*What this exercise asks:*
(a) Repeat word for word the part of the dotenv documentation starting with "Create a .env" and going on through "your .env file.".
(b) Carry the dotenv documentation forward by writing the next part, beginning right after its final sentence.

Dotenv loads environment variables from .env into ENV (process.env).

BuildStatus NPM version js-standard-style

"Storing configuration in the environment is one of the tenets of a twelve-factor app. Anything that is likely to change between deployment environments–such as resource handles for databases or credentials for external services–should be extracted from the code into environment variables.

But it is not always practical to set environment variables on development machines or continuous integration servers where multiple projects are run. Dotenv loads variables from a .env file into ENV when the environment is bootstrapped."

Brandon Keepers' Dotenv in Ruby

Install

npm install dotenv --save

Usage

As early as possible in your application, require and load dotenv.

require('dotenv').load();

Create a .env file in the root directory of your project. Add environment-specific variables on new lines in the form of NAME=VALUE. For example:

DB_HOST=localhost
DB_USER=root
DB_PASS=s1mpl3

That's it.

process.env now has the keys and values you defined in your .env file.

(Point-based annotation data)
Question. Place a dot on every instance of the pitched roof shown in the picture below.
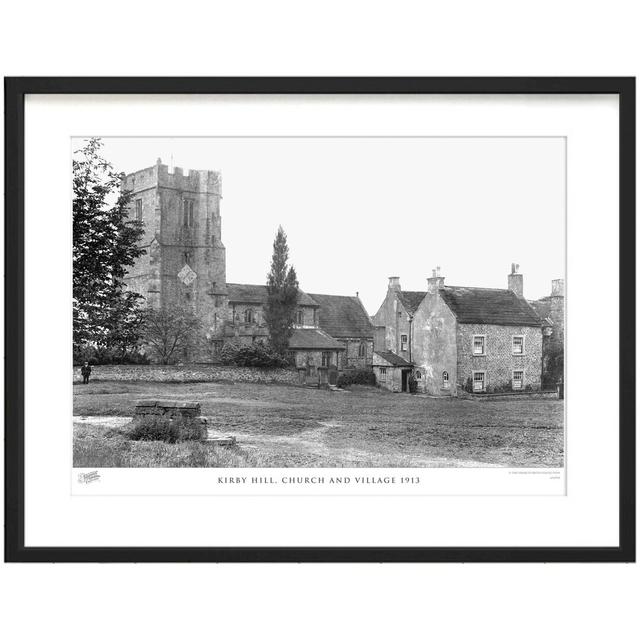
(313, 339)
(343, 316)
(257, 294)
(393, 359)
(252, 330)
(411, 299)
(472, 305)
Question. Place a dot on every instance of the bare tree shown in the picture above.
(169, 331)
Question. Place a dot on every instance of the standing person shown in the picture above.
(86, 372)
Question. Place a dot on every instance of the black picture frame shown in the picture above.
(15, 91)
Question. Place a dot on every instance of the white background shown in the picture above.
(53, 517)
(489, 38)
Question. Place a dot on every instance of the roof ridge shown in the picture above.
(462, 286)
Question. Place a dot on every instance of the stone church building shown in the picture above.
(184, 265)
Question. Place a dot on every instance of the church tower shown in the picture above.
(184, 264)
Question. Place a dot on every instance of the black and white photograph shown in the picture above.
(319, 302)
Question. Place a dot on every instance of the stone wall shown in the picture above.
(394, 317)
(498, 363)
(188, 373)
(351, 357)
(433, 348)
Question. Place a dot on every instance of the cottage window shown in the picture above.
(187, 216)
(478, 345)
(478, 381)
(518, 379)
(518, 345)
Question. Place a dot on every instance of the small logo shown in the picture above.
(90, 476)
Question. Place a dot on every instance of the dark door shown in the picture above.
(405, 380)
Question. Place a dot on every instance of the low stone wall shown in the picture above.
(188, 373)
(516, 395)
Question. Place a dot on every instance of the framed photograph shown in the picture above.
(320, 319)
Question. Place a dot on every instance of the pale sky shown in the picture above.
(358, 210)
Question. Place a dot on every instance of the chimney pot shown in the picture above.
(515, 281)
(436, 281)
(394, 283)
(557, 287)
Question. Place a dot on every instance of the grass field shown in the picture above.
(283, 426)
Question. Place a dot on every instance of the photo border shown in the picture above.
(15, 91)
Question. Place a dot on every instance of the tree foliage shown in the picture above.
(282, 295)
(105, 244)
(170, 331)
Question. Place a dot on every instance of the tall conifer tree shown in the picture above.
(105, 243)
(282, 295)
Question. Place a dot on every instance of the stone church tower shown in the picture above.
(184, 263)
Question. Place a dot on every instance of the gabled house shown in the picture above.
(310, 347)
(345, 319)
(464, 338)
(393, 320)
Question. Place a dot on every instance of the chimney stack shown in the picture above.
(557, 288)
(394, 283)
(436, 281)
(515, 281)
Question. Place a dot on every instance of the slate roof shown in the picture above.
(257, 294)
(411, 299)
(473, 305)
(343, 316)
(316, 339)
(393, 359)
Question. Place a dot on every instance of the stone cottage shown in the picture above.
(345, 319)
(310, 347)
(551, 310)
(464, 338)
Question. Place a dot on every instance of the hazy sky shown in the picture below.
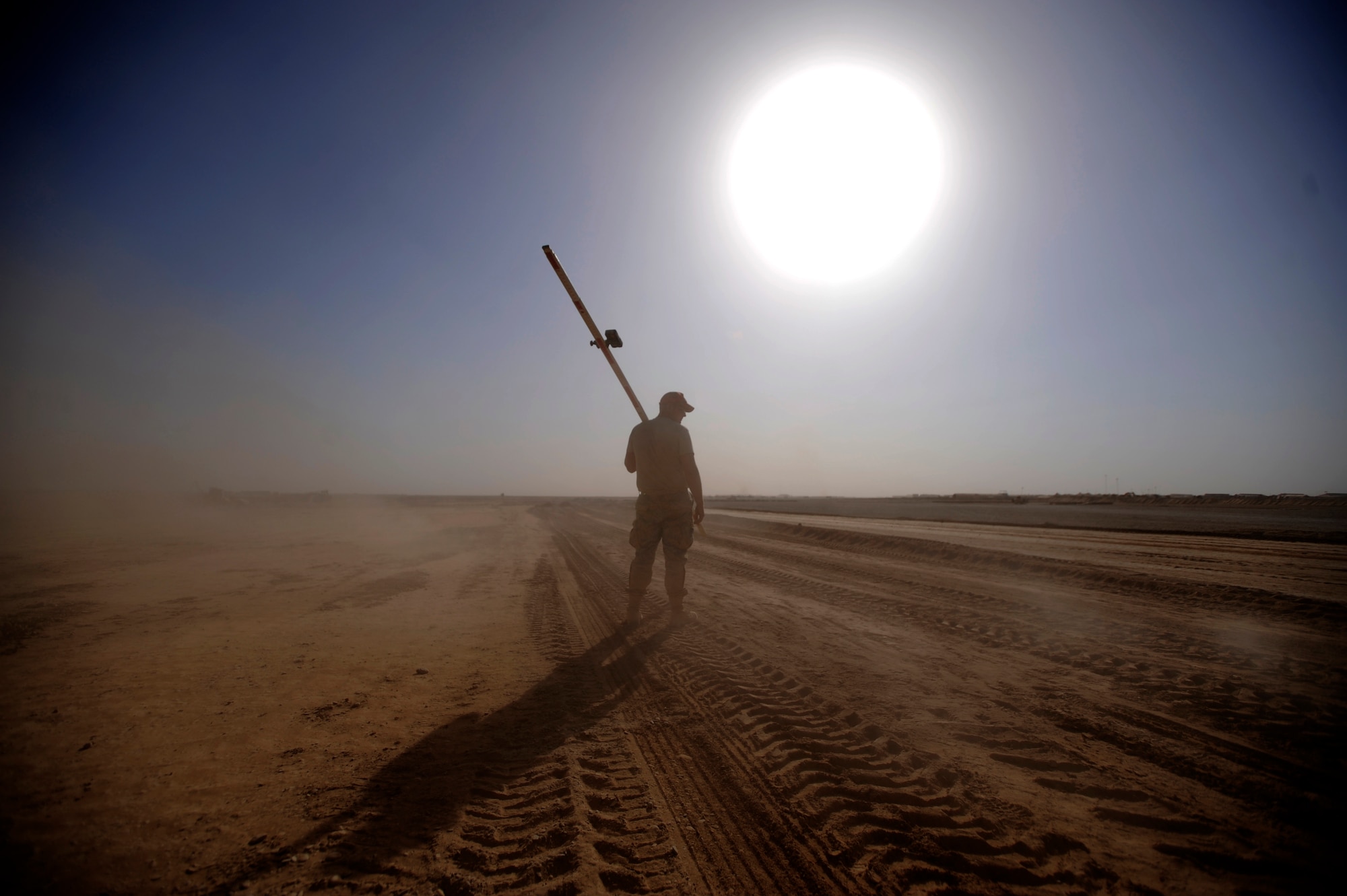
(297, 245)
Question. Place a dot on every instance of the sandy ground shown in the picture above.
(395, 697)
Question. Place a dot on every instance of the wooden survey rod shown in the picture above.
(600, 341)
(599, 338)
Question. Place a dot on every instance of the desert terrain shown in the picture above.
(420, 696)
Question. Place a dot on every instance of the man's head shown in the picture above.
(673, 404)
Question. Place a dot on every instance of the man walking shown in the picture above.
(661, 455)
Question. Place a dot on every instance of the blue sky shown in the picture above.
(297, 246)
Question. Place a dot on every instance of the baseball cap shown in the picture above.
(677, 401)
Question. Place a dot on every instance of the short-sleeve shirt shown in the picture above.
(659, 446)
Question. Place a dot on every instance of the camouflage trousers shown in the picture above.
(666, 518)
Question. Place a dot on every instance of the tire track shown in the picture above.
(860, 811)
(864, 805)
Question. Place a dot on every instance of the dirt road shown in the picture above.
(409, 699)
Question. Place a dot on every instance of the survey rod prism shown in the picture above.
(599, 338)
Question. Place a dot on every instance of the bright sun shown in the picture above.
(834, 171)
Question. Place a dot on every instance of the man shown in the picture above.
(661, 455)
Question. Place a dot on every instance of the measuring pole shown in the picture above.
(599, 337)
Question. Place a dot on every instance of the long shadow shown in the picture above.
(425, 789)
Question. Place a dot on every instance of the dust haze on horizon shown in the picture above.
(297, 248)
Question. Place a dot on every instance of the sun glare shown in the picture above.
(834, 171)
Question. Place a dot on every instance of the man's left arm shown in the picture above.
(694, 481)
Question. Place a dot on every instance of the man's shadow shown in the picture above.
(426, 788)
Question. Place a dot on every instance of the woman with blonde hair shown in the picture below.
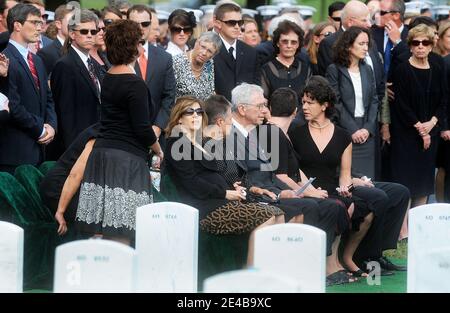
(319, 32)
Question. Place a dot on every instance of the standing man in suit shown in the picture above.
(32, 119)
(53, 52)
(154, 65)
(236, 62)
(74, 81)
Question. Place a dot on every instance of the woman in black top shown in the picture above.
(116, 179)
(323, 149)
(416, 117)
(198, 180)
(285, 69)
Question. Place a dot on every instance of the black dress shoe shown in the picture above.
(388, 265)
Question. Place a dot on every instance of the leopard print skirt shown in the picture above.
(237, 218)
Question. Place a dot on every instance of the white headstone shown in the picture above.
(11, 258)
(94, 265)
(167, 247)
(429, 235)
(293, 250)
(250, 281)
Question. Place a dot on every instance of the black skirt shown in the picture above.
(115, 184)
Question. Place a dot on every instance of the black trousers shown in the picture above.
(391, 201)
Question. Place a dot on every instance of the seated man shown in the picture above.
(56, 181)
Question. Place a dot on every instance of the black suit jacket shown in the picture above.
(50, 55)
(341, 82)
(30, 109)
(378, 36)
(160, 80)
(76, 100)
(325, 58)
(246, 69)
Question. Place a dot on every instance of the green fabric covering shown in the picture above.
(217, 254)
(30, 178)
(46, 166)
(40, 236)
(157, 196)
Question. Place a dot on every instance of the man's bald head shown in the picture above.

*Responses to the exercise:*
(a)
Create a .env file in the root directory of your project. Add environment-specific variables on new lines in the form of NAME=VALUE. For example:

DB_HOST=localhost
DB_USER=root
DB_PASS=s1mpl3

That's it.

process.env now has the keys and values you defined in your .env file.

(b)
db.connect({
  host: process.env.DB_HOST,
  username: process.env.DB_USER,
  password: process.env.DB_PASS
});

Preload

If you are using iojs-v1.6.0 or later, you can use the --require (-r) command line option to preload dotenv. By doing this, you do not need to require and load dotenv in your application code.

$ node -r dotenv/config your_script.js

The configuration options below are supported as command line arguments in the format dotenv_config_<option>=value

$ node -r dotenv/config your_script.js dotenv_config_path=/custom/path/to/your/env/vars

Config

config will read your .env file, parse the contents, and assign it to process.env - just like load does. You can additionally, pass options to config.

Note: config and load are synonyms. You can pass options to either.

Options

Silent

Default: false

Dotenv outputs a warning to your console if missing a .env file. Suppress this warning using silent.

require('dotenv').config({silent: true});

Path

Default: .env

You can specify a custom path if your file containing environment variables is named or located differently.

require('dotenv').config({path: '/custom/path/to/your/env/vars'});

Encoding

Default: utf8

You may specify the encoding of your file containing environment variables using this option.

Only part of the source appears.